A nightmare critique of "I have a dream"
In March we also covered Robert Persaud's line by line analysis of a Robert Corbin's speech. The ever accessible Persaud later sent us some other criticisms of speeches from years past, including Martin Luther King's "I have a dream" that begins:

"Five score years ago, a great American, in whose symbolic shadow we stand signed the Emancipation Proclamation. This momentous decree came as a great beacon light of hope to millions of Negro slaves who had been seared in the flames of withering injustice."

Persaud noted: "Reverend King is being politically dishonest to trumpet this emancipation as some special feat unique to America. The slaves in Guyana won their freedom several decades before that of Reverend King's colleagues and the PPP played an integral part in that process."

King: "Some of you have come from areas where your quest for freedom left you battered by the storms of persecution and staggered by the winds of police brutality..."

Persaud: "This is the same lie being peddled by the extremist lunatic fringe of the society: We demand that Reverend King show clear evidence of the police brutality he is so quick to raise. His charges are baseless and self-serving and show a man so desperate for power he is willing to drag the good name of the police through the dirt many of whom have lost their lives at the hands of criminal elements."

Ramjattan turns Rooskie
In April, we featured a Russian short story that was apropos of the shooting death of Chowtie, bandit and PPP member. Here is a short excerpt:

"The buzzer rang and Ivan Vasil'ev Ramjattan leaned from the window of his office just off Gagarin-Mikhaylovsky Square. It was a cold November day and the icy Caribbean winds swirled around the little town.

"Who is calling on me so early?" he wondered disturbing him from his green tea and cherry blintz breakfast. Anything to clear the blur of last night's party at Freedom House in celebration of further debt relief. The Stolichnaya had flowed and the finest Osetra caviar, flown in from the Caspian Sea was served on cassava bread. How gaily he had danced with Comrade Gayla Sviatoslavova Teixeira. All the old men of the party had applauded. There was no doubt his star was rising despite what he conceded were bouts of intemperance. It was in his Berbician/Siberian blood, where as a child he had chopped wood and herded the goats of Cheddi Iakovlevich Jagan.

But one thing was nagging at his mind this morning. As he was leaving the party he remembered passing Comrade Oleg Mikhailovich Ramotar on the stairway. Their eyes had met and he saw a flicker of distrust, a questioning of his loyalty. "You are quite the man of the moment, Comrade Ramjattan," Ramotar declared, "and very busy too. My colleagues say you have been carousing in Young St lately."

Ramjattan had wisely let this slight pass. The General Secretary was not a man to cross sabres with."

In May we also brought new figures from the census which indicated several disturbing trends.

In June the continuing oil crisis led the US Embassy to start its own drilling campaign:

Wednesday Ramblings' Business Department caught up with Chief Rig Engineer Roland Bullen, wearing a very dapper orange boiler suit, who told us it was early days. He said the seismic readings indicated some kind of deposit down there which might be oil or just a load of fossilised project documents from various government ministries. "So far we have gone down about 500 ft and all we have unearthed is a lot of @#$! We are now drilling sideways and believe we have struck oil under the Prime Minister's office." Bullen denied the US was undermining the government by its actions and said, "if we strike it big we will be sharing the proceeds with y'all."

### Jobs
1. Output the column word for word, from "Ramjattan had wisely" up to and including "several disturbing trends.".
2. From the rows, return the lines from the one with "Point to the smartphone." up to and including the one with "(1066, 683)", unchanged.

Data items
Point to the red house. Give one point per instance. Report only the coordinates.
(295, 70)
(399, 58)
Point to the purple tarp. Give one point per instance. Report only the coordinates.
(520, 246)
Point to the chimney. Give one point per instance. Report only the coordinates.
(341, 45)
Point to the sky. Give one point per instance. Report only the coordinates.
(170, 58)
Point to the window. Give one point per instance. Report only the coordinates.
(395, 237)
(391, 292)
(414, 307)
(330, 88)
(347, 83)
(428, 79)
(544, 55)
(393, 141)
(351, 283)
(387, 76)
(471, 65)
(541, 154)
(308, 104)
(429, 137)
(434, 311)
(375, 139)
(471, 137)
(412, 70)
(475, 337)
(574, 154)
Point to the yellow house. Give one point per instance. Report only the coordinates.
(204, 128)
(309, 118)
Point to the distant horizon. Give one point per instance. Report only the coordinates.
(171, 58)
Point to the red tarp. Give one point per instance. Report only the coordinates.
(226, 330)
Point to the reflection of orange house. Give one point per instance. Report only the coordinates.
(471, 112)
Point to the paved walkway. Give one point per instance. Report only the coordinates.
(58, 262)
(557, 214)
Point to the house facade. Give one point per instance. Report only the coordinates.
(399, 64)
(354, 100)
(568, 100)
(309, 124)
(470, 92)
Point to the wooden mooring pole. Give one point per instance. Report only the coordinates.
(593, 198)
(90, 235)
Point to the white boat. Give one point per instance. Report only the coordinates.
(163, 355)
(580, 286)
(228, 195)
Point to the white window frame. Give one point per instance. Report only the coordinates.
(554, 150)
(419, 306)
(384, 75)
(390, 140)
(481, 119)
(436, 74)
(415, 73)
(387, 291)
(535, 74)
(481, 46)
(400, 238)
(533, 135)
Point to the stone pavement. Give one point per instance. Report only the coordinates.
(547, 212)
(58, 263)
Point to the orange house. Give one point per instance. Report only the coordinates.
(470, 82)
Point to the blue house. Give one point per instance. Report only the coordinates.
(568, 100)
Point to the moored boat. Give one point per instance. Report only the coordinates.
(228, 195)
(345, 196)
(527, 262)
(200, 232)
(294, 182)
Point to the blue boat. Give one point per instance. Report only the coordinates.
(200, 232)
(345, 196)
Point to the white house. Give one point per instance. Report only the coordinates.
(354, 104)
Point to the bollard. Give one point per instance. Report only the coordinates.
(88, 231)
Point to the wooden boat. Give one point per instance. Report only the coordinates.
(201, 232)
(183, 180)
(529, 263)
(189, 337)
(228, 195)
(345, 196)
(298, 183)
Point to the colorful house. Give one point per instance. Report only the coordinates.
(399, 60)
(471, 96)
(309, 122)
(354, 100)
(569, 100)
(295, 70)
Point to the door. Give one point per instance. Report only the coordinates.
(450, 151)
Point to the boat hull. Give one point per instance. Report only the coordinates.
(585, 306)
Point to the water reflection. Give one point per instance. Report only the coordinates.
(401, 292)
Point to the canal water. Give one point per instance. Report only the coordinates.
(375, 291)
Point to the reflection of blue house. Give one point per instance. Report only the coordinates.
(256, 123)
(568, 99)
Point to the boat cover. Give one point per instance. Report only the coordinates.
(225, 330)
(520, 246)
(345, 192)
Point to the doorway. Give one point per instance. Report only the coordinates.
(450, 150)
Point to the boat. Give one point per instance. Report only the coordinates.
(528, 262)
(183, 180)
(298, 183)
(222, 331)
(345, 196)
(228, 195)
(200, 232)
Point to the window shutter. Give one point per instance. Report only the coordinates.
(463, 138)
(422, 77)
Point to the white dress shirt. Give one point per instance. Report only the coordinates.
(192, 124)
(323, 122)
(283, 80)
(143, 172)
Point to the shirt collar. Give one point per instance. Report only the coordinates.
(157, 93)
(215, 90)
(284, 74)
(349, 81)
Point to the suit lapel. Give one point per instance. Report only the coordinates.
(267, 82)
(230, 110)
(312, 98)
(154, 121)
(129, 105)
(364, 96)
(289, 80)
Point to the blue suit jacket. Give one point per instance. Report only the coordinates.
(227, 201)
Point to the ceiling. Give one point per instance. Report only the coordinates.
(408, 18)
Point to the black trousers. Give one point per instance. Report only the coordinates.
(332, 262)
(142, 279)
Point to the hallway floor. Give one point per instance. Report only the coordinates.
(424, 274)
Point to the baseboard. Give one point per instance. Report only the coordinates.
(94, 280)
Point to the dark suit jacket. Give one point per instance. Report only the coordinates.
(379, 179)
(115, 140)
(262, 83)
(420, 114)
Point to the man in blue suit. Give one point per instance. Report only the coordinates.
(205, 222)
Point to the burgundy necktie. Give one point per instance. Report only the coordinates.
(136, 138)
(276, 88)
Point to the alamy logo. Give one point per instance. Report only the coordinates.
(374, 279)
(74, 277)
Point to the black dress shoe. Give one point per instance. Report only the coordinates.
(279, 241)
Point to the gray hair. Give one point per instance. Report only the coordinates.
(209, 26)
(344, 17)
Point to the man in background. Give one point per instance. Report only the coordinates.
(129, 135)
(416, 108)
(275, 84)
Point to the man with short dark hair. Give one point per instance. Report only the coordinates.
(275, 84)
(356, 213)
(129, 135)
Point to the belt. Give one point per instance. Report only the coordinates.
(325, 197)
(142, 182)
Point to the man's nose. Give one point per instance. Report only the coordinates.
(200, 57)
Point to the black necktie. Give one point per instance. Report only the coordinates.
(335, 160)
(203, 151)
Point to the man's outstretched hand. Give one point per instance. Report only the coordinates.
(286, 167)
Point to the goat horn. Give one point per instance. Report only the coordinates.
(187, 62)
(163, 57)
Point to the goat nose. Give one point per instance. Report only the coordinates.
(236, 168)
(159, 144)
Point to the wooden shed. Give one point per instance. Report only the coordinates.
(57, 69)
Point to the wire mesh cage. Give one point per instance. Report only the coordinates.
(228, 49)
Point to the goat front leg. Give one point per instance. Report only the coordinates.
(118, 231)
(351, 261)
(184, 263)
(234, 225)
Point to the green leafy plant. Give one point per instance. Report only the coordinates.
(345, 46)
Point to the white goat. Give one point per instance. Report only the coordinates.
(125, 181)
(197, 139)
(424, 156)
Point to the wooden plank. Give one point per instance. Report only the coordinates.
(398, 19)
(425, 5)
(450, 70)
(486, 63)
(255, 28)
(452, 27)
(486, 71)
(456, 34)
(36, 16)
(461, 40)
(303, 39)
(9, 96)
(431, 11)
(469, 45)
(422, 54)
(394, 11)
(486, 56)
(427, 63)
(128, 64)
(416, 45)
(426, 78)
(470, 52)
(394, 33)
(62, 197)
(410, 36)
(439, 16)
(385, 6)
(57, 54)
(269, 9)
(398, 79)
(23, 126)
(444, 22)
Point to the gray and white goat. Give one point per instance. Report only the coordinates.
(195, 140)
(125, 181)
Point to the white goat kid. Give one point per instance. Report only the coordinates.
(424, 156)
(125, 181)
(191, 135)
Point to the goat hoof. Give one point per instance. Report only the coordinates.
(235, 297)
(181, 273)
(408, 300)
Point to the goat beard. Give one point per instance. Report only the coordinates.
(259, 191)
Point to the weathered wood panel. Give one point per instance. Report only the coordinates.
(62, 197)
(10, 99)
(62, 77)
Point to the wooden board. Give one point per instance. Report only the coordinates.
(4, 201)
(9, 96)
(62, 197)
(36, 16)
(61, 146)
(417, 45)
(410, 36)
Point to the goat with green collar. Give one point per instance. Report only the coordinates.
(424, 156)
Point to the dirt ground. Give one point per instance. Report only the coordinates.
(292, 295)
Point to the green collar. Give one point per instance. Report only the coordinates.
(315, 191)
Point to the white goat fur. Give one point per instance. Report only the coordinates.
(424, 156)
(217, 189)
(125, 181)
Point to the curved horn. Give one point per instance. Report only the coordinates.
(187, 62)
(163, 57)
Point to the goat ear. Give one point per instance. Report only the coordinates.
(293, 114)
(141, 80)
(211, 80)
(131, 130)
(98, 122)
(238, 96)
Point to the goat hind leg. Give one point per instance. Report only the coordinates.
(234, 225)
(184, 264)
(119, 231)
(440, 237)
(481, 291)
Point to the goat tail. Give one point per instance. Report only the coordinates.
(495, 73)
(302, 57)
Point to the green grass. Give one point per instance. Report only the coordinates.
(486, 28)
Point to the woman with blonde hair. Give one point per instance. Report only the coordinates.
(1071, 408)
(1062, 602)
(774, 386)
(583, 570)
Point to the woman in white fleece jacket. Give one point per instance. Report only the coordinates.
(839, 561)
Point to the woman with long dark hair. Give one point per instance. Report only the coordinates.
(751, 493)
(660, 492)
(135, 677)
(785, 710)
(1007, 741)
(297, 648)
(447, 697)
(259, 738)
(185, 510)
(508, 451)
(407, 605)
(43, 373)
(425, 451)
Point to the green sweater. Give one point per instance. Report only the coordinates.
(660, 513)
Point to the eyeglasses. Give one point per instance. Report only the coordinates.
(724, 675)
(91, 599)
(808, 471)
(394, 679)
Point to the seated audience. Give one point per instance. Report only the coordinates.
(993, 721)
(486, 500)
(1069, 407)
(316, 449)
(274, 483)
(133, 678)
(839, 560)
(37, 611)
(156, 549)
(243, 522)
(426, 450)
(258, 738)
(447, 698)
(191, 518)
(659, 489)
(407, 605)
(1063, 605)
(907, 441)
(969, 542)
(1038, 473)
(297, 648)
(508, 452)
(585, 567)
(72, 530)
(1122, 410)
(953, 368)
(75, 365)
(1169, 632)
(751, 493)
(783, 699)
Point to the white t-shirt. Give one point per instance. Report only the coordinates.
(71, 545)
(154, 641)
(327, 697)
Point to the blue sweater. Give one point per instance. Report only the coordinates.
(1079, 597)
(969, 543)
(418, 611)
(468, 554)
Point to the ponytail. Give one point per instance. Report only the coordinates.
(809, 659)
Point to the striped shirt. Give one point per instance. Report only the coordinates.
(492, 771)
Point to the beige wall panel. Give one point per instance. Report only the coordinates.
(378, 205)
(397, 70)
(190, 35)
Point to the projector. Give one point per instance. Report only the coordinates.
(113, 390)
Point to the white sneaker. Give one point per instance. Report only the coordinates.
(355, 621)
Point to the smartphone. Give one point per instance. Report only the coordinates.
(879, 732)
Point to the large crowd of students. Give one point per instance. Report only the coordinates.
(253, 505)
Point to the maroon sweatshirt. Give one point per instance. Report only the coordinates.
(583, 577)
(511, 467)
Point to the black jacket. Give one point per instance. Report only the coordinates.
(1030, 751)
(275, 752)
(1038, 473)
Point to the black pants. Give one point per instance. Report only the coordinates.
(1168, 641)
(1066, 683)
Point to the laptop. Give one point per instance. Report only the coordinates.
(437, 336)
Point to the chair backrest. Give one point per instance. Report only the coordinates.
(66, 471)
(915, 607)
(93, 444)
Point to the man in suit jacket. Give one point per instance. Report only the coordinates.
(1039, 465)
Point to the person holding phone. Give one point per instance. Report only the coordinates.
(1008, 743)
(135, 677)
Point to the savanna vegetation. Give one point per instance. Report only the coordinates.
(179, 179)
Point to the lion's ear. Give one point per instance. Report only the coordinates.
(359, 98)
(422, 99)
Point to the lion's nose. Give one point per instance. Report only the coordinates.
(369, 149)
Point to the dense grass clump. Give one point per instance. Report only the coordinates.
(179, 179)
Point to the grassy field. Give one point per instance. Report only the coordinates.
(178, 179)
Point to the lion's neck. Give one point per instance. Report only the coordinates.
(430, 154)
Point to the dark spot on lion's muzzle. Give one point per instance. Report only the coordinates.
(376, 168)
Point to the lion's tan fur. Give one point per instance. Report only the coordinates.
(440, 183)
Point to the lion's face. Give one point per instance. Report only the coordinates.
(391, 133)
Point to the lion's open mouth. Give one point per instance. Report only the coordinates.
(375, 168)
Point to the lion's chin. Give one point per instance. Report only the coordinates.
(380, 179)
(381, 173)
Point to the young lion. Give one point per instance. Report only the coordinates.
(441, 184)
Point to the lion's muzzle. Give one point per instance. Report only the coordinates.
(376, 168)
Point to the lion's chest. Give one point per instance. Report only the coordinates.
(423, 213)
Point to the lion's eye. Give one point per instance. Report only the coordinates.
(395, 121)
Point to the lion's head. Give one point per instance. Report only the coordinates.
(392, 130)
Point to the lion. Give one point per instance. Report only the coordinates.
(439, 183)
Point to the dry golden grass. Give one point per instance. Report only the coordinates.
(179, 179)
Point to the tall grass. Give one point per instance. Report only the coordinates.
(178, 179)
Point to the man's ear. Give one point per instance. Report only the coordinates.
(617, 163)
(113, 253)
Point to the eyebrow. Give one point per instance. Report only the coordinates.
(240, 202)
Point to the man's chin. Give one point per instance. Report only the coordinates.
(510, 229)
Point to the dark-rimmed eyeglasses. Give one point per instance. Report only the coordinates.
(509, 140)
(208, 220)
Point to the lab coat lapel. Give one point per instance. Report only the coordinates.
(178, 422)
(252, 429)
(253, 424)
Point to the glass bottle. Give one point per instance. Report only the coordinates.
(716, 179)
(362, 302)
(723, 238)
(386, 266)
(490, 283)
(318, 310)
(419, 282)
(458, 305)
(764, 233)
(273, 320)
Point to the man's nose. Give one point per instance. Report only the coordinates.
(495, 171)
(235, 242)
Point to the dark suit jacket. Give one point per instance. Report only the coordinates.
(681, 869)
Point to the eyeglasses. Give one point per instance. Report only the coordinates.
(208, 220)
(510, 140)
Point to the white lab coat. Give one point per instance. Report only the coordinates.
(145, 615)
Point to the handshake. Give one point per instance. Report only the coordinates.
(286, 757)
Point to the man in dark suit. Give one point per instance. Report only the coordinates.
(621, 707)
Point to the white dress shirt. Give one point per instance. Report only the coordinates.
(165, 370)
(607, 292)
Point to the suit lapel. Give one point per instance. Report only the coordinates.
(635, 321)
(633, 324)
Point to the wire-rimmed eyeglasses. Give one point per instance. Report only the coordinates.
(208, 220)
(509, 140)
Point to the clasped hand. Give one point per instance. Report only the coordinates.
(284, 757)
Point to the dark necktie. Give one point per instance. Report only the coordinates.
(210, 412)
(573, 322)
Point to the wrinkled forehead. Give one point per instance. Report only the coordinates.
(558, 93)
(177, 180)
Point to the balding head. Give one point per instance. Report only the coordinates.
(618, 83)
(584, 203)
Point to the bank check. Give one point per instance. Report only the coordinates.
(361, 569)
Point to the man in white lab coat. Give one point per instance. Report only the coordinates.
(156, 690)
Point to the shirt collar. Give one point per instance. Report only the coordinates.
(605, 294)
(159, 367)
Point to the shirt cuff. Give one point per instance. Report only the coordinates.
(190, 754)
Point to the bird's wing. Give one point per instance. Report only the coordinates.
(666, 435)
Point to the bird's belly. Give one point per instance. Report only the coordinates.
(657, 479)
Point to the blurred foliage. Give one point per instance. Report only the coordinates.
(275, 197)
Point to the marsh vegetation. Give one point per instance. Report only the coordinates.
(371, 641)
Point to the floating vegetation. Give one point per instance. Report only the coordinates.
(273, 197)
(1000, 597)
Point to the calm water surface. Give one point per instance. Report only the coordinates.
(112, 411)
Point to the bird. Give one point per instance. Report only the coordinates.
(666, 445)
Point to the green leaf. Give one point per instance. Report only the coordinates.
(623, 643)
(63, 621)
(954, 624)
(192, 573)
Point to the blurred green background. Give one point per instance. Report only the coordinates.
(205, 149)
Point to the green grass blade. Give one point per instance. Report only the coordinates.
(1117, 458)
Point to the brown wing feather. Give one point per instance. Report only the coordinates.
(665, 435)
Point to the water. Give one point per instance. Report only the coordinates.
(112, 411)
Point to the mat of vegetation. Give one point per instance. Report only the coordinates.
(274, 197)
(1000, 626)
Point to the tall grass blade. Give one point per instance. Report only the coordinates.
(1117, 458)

### Answers below
1.
Ramjattan had wisely let this slight pass. The General Secretary was not a man to cross sabres with."

In May we also brought new figures from the census which indicated several disturbing trends.

2.
Point to the smartphone. Give one point per instance. Report only the coordinates.
(879, 732)
Point to the large crowd of students. Give one point per instance. Report only the coordinates.
(253, 505)
Point to the maroon sweatshirt. Give one point per instance. Report only the coordinates.
(583, 577)
(511, 467)
Point to the black jacket. Give one point per instance. Report only the coordinates.
(1030, 751)
(275, 752)
(1038, 473)
Point to the black pants. Give one point per instance. Report only the coordinates.
(1168, 641)
(1066, 683)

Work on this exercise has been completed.